THE PROBLEM
Return the lines below exactly as they appear, from the line containing "GET /v1/locate?query=kitchen window" up to and including the line containing "[164,326,227,420]".

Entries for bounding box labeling
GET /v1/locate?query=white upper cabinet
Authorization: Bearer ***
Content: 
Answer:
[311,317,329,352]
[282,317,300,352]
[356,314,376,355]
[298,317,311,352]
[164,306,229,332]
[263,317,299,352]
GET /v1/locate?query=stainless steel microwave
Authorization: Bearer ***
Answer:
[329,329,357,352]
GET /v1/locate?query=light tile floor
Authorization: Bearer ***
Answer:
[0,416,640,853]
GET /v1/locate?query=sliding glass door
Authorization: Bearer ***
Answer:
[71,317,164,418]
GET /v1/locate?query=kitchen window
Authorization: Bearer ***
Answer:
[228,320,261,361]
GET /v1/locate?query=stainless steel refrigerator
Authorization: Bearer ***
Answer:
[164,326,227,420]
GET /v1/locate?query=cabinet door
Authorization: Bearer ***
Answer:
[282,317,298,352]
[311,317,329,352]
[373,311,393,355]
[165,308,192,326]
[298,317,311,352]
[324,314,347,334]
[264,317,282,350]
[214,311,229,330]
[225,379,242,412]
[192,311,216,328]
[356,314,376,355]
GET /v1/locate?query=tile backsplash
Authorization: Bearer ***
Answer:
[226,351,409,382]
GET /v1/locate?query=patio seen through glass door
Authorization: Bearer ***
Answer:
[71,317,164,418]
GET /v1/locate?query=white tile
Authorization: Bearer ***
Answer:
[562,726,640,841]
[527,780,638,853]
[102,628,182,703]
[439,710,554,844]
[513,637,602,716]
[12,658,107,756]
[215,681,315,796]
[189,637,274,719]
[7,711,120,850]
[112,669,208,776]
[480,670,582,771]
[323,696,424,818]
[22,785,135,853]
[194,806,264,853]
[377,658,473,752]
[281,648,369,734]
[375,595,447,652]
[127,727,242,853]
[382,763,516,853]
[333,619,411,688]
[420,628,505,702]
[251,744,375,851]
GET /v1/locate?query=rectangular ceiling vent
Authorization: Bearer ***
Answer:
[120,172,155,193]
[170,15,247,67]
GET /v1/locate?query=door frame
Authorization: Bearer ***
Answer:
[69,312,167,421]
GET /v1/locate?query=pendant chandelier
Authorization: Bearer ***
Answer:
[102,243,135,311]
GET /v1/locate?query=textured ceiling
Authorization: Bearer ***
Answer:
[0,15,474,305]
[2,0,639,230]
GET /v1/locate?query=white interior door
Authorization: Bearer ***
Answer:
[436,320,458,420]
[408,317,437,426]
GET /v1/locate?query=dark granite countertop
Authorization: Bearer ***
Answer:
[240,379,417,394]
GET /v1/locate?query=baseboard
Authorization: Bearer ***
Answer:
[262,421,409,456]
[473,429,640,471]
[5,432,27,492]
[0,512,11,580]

WRITTEN REPLY
GET /v1/locate?query=kitchen window
Authorization: Bearer ***
Answer:
[228,320,261,361]
GET /v1/locate?query=stainless steel refrigerator
Authorization: Bearer ***
Answer:
[164,326,227,420]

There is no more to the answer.